If you wanted to patent your sister, you would be disappointed. She, like most other humans, is a product of nature and is therefore outside the realm of patentability. Yet, 20 percent of all human genes have been patented — a significant portion of your sister. The expectation that inventions should be novel apparently notwithstanding, for two decades the United States Patent and Trademark Office has issued patents for portions of our genetic makeup to genetics corporations and laboratories. And the theft of our own genes is frustrating the research at universities and slowing the progress of medicine.

No part of the human genome belongs to any one person or organization. Pending in the federal court system is a lawsuit filed by the American Civil Liberties Union and the Public Patent Foundation arguing just that. The scientific community is watching closely because, should the case ultimately be ruled in favor of the ACLU, gene patents spanning two decades could be invalidated and the human genome would once again belong to humanity.

Patents are important in many fields for encouraging research and development. They give patent holders control over their inventions for 20 years in exchange for full public disclosure of the invention’s details. The former aspect provides an incentive while public disclosure places others in a position to develop and patent a better invention.

- _WHAT TO PRODUCE_
Write a continuation of the gene patent passage, beginning right after its final sentence and matching its formal tone.

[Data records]
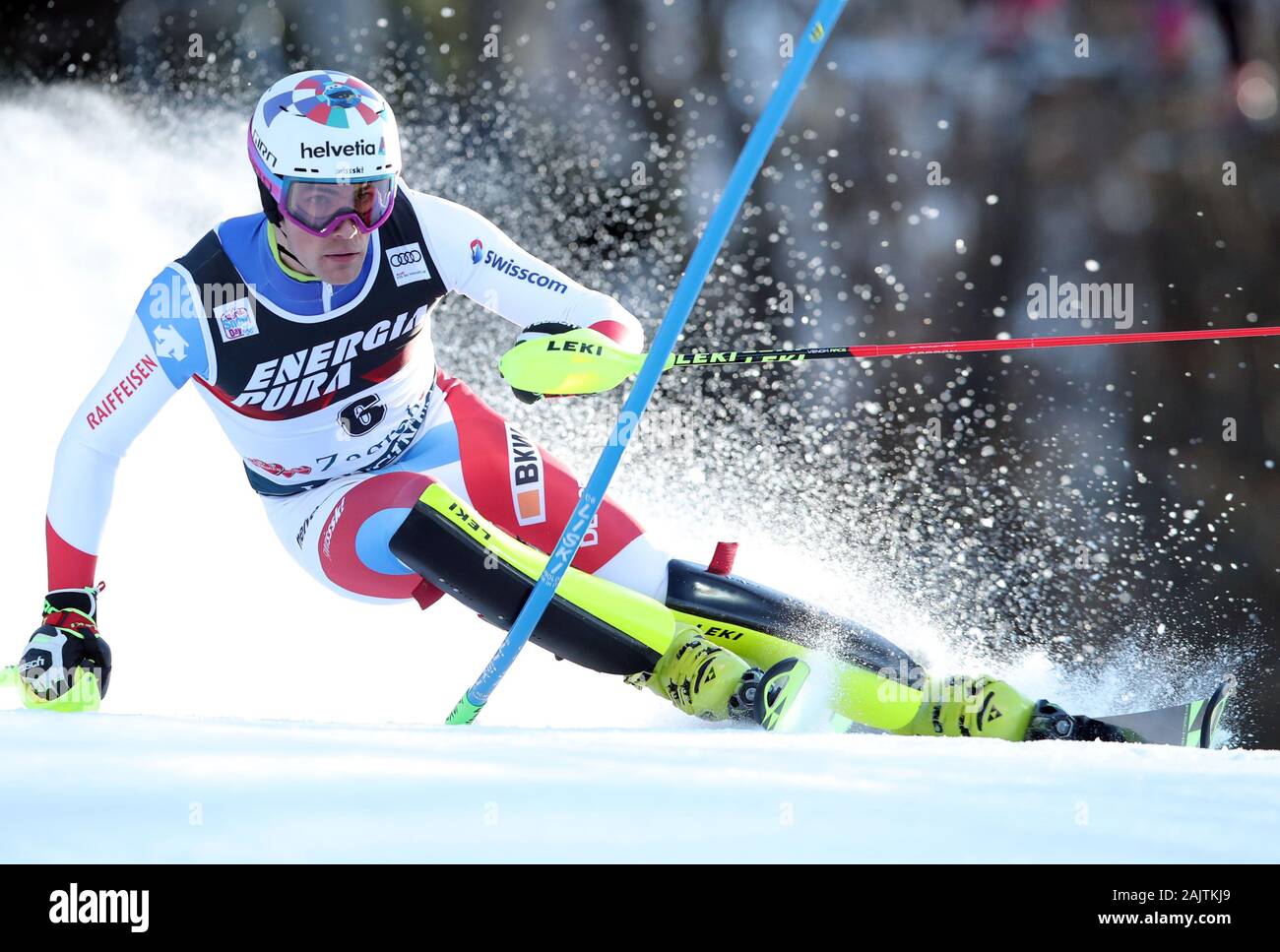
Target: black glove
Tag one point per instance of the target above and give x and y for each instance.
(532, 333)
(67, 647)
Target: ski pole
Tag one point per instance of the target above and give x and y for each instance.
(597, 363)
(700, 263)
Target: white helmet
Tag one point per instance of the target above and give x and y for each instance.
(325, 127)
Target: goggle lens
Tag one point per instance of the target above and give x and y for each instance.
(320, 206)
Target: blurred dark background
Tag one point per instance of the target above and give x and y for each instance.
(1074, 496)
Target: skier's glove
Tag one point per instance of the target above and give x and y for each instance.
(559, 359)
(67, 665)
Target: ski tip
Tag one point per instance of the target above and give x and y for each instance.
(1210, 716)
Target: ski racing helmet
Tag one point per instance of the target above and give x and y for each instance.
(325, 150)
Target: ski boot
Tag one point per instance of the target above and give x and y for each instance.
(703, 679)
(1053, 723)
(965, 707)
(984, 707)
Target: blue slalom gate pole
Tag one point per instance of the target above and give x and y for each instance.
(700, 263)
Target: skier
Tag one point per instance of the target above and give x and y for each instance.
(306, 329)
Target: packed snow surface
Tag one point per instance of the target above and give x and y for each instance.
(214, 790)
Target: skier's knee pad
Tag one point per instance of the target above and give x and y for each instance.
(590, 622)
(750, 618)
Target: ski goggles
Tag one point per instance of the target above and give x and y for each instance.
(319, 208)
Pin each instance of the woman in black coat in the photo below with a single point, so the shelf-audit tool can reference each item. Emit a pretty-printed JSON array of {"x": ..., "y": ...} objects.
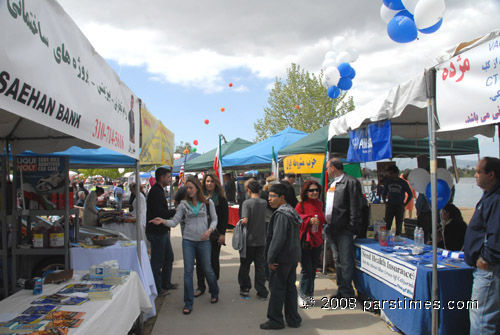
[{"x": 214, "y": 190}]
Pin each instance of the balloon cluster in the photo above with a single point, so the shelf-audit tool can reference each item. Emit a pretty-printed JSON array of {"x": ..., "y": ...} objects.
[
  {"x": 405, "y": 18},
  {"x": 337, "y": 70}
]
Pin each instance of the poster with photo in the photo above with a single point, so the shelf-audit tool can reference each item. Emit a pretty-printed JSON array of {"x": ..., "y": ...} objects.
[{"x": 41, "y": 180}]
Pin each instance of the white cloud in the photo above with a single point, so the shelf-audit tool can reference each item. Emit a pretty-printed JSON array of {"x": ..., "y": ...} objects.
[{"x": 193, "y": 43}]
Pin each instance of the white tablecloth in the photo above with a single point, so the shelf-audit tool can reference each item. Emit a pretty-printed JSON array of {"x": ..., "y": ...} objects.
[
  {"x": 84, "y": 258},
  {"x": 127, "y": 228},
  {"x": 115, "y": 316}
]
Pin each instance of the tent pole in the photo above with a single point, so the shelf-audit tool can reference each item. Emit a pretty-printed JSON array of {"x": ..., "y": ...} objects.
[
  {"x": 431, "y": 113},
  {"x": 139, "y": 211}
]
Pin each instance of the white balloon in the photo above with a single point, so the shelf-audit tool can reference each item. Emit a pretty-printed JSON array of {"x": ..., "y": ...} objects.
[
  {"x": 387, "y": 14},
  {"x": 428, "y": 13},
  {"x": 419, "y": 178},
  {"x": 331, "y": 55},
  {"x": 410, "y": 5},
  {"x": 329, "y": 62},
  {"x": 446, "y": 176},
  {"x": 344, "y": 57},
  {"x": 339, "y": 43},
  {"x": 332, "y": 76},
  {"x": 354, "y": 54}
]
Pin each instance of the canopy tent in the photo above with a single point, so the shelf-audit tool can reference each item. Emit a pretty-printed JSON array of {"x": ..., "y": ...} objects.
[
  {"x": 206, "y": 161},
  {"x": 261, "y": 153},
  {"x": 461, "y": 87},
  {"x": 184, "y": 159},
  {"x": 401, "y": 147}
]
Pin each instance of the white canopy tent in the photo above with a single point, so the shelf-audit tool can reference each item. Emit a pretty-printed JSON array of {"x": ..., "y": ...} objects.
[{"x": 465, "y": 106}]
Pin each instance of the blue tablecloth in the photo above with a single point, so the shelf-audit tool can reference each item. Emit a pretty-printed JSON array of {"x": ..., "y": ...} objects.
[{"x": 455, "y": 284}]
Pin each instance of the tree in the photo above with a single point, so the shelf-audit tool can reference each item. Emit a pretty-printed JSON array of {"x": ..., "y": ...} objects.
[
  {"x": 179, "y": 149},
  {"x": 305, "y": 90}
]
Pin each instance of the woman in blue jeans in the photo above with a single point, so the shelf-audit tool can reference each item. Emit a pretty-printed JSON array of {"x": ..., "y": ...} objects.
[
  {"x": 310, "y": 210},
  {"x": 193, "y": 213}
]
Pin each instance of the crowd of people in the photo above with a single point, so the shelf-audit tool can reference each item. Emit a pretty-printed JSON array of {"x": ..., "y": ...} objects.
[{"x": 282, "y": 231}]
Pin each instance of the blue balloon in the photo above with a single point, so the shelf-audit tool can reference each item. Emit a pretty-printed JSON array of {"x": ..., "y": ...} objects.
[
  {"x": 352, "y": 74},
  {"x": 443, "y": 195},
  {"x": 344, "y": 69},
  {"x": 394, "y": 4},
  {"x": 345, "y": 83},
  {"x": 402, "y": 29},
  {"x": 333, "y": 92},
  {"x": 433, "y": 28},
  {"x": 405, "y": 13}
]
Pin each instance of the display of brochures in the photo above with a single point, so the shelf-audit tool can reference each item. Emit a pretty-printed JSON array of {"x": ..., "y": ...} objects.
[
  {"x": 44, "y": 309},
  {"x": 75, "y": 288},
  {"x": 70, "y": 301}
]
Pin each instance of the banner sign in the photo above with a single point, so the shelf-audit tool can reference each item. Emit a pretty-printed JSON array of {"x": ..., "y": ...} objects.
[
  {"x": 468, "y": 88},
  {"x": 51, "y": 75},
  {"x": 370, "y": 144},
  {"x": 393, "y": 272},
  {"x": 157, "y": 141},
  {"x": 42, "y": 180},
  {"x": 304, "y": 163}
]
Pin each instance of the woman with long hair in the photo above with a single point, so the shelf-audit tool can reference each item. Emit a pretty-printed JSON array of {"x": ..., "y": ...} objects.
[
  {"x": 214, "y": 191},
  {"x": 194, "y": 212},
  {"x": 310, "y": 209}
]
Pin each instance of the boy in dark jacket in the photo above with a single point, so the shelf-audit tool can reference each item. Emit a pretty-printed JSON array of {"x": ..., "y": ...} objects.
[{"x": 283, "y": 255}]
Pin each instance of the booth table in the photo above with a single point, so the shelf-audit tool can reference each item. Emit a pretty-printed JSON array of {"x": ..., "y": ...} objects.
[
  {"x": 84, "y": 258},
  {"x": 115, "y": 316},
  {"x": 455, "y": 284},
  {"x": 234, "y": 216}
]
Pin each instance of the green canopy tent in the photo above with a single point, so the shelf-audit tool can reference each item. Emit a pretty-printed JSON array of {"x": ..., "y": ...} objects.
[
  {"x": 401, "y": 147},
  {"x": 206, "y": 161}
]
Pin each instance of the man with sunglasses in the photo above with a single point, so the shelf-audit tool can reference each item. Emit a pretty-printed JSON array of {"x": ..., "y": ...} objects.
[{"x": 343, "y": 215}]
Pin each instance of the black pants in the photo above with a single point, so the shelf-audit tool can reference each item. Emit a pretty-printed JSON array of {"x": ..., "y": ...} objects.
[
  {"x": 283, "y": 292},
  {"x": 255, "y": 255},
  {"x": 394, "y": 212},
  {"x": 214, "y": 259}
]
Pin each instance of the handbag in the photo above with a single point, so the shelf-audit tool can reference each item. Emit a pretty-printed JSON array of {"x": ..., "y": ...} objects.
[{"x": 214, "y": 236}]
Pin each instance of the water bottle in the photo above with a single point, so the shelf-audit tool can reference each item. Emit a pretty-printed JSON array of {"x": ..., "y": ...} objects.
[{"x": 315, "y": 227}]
...
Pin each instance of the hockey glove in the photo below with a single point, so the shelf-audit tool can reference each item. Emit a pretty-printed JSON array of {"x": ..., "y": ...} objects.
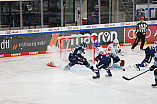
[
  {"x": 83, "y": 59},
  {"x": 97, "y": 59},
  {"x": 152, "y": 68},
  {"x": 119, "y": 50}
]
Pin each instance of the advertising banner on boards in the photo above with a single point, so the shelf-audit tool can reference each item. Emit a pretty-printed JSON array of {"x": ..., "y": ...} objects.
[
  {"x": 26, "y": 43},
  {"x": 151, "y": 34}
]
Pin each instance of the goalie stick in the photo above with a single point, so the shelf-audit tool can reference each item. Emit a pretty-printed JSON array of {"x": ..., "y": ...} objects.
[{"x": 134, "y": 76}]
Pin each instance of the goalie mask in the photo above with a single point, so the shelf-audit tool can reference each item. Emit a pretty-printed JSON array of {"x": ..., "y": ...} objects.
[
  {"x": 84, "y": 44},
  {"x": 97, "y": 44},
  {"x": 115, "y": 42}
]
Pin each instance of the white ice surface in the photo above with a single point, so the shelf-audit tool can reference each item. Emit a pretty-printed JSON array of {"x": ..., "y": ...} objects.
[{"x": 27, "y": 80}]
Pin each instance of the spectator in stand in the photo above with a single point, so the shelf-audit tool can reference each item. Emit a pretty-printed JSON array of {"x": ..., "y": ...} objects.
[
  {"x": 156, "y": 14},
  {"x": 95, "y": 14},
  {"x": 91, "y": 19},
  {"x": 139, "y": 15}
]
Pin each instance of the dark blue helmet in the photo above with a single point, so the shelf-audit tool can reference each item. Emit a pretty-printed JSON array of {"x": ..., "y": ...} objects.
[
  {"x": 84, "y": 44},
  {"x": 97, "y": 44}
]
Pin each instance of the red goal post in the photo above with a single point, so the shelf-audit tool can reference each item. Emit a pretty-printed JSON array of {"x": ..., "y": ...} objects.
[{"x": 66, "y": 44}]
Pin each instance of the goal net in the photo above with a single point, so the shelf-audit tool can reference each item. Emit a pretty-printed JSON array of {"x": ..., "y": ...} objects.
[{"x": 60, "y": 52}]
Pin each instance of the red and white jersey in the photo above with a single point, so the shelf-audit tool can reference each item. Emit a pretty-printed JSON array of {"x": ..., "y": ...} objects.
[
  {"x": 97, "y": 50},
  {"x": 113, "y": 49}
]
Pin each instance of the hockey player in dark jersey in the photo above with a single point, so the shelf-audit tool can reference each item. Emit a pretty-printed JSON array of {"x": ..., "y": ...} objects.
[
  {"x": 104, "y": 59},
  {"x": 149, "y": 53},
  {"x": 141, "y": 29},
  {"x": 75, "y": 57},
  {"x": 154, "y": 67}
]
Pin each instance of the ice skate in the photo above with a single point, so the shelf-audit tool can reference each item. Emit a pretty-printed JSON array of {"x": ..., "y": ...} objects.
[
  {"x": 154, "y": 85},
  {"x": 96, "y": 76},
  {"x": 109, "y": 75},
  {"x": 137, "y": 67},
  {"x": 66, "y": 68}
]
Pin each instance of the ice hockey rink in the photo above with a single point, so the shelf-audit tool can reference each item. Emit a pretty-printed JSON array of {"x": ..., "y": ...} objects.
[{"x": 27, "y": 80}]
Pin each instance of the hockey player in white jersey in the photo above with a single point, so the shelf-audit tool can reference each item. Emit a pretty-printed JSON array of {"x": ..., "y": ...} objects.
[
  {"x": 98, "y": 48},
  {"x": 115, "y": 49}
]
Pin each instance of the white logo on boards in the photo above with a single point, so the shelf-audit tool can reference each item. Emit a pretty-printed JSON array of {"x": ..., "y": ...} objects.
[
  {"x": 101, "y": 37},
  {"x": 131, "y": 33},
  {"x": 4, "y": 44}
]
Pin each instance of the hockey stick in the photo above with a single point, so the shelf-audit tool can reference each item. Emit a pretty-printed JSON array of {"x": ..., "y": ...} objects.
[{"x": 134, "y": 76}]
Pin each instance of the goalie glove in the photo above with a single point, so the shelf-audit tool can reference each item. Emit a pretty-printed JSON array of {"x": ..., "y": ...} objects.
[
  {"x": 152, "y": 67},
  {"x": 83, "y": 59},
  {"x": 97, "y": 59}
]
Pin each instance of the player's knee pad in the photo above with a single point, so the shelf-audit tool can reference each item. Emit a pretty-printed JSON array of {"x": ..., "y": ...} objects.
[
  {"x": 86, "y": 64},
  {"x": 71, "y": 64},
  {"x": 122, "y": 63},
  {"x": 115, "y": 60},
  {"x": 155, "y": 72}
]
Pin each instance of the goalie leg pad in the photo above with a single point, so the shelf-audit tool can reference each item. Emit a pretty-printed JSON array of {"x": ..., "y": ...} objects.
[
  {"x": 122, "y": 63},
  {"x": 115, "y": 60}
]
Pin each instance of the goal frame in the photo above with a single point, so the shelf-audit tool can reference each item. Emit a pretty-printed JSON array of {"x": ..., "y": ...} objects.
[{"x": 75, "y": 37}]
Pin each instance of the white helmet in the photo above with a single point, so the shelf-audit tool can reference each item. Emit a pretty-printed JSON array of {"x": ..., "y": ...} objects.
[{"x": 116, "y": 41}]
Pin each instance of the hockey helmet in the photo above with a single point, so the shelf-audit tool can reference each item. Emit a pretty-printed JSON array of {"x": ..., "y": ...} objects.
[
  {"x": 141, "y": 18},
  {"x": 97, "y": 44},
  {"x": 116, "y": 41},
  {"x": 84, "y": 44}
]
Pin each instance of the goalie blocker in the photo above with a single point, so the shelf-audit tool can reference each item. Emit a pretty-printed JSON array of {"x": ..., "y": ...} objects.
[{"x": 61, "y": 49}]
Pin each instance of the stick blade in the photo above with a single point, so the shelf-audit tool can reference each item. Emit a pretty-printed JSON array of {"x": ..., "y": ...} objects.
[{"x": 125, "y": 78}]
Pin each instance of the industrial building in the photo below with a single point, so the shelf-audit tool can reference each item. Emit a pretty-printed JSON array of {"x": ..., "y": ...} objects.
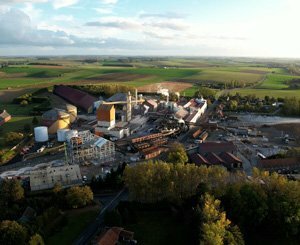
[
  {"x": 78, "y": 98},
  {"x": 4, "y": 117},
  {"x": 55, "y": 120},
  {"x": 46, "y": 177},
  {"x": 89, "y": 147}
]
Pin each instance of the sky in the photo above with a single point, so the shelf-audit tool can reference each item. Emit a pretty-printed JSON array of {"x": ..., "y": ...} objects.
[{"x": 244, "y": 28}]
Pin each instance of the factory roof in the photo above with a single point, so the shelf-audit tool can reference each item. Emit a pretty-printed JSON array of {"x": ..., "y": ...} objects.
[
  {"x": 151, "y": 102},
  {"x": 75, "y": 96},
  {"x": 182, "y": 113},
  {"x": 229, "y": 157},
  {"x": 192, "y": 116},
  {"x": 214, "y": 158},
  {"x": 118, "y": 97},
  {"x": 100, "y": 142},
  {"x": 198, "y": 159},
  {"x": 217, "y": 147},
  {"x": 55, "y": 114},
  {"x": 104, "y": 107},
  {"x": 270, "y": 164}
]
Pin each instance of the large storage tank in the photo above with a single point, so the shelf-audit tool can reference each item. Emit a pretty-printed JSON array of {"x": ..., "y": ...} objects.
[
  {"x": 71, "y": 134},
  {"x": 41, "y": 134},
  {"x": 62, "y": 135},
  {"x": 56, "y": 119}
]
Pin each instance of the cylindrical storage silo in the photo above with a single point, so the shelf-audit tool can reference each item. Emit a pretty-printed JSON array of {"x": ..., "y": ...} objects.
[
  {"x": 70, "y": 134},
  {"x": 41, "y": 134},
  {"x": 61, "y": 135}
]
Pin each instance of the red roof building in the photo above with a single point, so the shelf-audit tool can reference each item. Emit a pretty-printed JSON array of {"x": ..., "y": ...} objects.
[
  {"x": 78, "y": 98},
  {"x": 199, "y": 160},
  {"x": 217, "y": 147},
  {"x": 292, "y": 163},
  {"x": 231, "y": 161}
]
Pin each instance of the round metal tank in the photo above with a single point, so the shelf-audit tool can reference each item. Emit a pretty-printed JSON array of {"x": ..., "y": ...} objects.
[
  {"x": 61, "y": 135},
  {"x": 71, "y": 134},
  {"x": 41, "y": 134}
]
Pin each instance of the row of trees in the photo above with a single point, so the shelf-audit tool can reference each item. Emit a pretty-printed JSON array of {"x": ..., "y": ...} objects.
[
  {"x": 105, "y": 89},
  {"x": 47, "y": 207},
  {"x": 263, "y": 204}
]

- _RESPONSE TO THIS TASK_
Gene patents are the same. Gene patent holders make money by selling genetic screening tests for the genes they have patented. A patient who wishes to be checked for disease-causing mutations associated with Long QT syndrome (which can cause sudden death), for example, can only buy that test from the company, which has patented the genes on which those mutations occur.

But there’s a flaw in the idea of patenting the genes themselves. With genes, there’s no way to improve the patented item — at least not for the purposes of medical diagnosis. The premise of genetic screening is to look at the genes as they are and use that information to determine a person’s susceptibility to a certain disease. For diagnostic purposes, the development of “Genome 2.0” doesn’t make much sense, and so the patents don’t, either.

More frustratingly, not only do gene patents fail to encourage research, but when patent rights are abused, they actually stifle it. Enter Myriad Genetics, the company that holds the patents for the famous BRCA1 and BRCA2 genes — mutations on which are strongly associated with a susceptibility to breast and ovarian cancers. Since it received its patents in the 1990s, Myriad has used the power of the patent to refuse other laboratories permission to further research or test the genes and charges more than $3,000 for every antiquated cancer screening test it provides.

Myriad has a monopoly over testing and research on the BRCA1 and BRCA2 genes. If a woman can’t afford Myriad’s test for the mutations associated with cancer or would like a second opinion from a different genetics company before, say, having a hysterectomy, she is out of luck. For her to remove her own genes and look at the sequence would be a violation of patent law. Scientists who oppose gene patents have thus argued that what Myriad and other companies have is a patent on knowledge, not a novel invention.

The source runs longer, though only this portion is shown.